→ **Do this**
Rewrite everything from the line containing "Put a dot on each instance of the man in" down to the end of the listing, both ends included and requests kept, multiplying each pixel coordinate in the answers by 0.65 and rounding to whole numbers with halves going up. Give only those lines.

<<<<

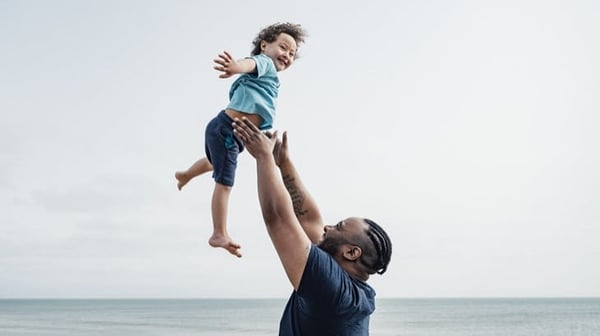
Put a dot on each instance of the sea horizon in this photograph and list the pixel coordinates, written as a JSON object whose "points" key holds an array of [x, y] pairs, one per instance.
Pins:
{"points": [[448, 316]]}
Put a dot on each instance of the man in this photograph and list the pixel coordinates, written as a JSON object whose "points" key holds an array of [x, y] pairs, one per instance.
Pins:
{"points": [[328, 266]]}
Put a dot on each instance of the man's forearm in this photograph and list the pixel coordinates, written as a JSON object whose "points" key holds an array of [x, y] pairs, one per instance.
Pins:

>>>>

→ **Complete answer**
Put a dot on each instance of the man in this photograph and list the pixel coordinates, written as a JSON object whose "points" key holds an array of [x, y] pairs, one per instance.
Pins:
{"points": [[213, 173]]}
Put a dot on each instance of the man's forearm in this photograph and list the pixel coordinates, written as a JSON object whose "points" key holds an array of [x, y] pairs, one per instance.
Pins:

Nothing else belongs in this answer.